> **DOCUMENT PASSAGE**
It is insanity. The Nats don't have a single player projected to have over a .900 OPS, but every single line-up spot is occupied by an above average hitter for that spot in the line-up. Dealing with this isn't going to be easy for pitchers. The Nats line-up may lack the thunder of a Joey Votto or a Ryan Bruan, but it is made up be length. The Nats line-up is long, and it does not provide a pitcher with an opportunity to rest. Opposing pitchers have to be careful with every single batter in this order. The Nats 1-5 is full of patient hitters who will let a pitcher walk them if they want to, and the bottom of the order is full of above average power for those line-up spots not afraid to swing away and cause some damage. 

The line-up isn't the only deep part of the Nationals. The rotation and bullpen are both insanely deep. The pitcher with the fifth best K/BB ratio of all time in Dan Haren is scheduled to start the season as the Nats fifth starter. The Nats 2011 closer is their set-up man and the Nats 2012 closer is their seventh inning guy and if they need someone for the sixth, it’s a pitcher that had 2.34 ERA in 88 1/3 innings in his first year of relieving. The Nationals are complete, they are dangerous and the predictions and projections aren't going to stop. As of this moment in time they are the World Series favorites, and at least in their minds anything less would be uncivilized.

> **SUPPLIED MATERIAL**
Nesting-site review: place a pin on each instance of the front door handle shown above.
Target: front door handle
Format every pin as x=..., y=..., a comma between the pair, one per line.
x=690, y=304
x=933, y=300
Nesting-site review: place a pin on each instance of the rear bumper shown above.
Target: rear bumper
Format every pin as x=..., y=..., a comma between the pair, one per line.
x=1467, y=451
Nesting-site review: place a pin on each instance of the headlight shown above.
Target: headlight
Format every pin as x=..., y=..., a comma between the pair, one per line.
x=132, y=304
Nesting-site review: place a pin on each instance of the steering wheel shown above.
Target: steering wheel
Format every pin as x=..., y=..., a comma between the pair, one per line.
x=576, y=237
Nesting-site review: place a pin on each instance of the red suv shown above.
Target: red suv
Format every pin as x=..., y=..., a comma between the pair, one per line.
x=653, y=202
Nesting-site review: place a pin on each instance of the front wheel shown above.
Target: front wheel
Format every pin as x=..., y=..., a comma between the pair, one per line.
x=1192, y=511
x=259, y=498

> **ASSIGNED TASK 1**
Translate this sentence from the Nationals passage into Spanish: "Opposing pitchers have to be careful with every single batter in this order."
> **ASSIGNED TASK 2**
Rewrite the Nationals passage from "The line-up isn't" up to and including "less would be uncivilized.", putting "relief corps" in place of "bullpen".
> **ASSIGNED TASK 3**
Summarize the Nationals passage in two sentences.

> **OUTPUT 1**
Los lanzadores rivales tienen que tener cuidado con cada uno de los bateadores de este orden.

> **OUTPUT 2**
The line-up isn't the only deep part of the Nationals. The rotation and relief corps are both insanely deep. The pitcher with the fifth best K/BB ratio of all time in Dan Haren is scheduled to start the season as the Nats fifth starter. The Nats 2011 closer is their set-up man and the Nats 2012 closer is their seventh inning guy and if they need someone for the sixth, it’s a pitcher that had 2.34 ERA in 88 1/3 innings in his first year of relieving. The Nationals are complete, they are dangerous and the predictions and projections aren't going to stop. As of this moment in time they are the World Series favorites, and at least in their minds anything less would be uncivilized.

> **OUTPUT 3**
The Nationals have no player projected to top a .900 OPS, but every spot in their long line-up is filled by an above-average hitter, so opposing pitchers never get a chance to rest. Their rotation and bullpen are also very deep, and right now they are the World Series favorites.